*CONSIGNE*.
Imprimez, dans le passage cité, tout ce qui va de « Il faut donc » jusqu'à « retourner le système. », sans rien modifier.

Il faut donc être capable de recevoir beaucoup de souffrance. D’ailleurs, certaines sont plus à l’aise dans la formation, d’autres dans l’accompagnement individuel, d’autres dans la recherche. Mais toutes ces personnes ont en commun d’avoir envie de faire quelque chose de constructif de leur expérience.
Toutes ont réussi à retourner les stigmates et veulent affirmer qu’elles ne sont pas que des étiquettes. Toutes s’engagent à retourner le système.

*INFORMATIONS*.

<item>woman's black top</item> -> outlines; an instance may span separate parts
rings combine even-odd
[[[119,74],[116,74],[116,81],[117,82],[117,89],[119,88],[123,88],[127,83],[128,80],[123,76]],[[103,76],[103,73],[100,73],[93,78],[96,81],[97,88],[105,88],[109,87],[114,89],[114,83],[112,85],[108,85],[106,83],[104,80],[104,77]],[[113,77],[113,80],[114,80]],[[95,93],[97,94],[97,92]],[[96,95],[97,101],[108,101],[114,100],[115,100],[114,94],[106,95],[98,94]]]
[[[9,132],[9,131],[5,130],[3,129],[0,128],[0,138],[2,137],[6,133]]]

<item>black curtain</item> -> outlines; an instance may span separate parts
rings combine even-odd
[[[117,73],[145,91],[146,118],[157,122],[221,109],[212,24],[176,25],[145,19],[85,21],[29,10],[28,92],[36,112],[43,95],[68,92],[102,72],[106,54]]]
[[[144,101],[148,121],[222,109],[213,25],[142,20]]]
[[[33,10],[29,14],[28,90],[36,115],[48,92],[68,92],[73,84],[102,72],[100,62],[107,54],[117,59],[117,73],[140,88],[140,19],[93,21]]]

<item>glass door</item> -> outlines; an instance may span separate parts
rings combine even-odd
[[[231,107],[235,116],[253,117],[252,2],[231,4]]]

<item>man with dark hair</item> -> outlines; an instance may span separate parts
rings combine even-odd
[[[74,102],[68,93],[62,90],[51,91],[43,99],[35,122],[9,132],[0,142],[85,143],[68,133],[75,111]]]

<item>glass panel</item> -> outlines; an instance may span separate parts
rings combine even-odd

*RÉSULTAT ATTENDU*.
Il faut donc être capable de recevoir beaucoup de souffrance. D’ailleurs, certaines sont plus à l’aise dans la formation, d’autres dans l’accompagnement individuel, d’autres dans la recherche. Mais toutes ces personnes ont en commun d’avoir envie de faire quelque chose de constructif de leur expérience.
Toutes ont réussi à retourner les stigmates et veulent affirmer qu’elles ne sont pas que des étiquettes. Toutes s’engagent à retourner le système.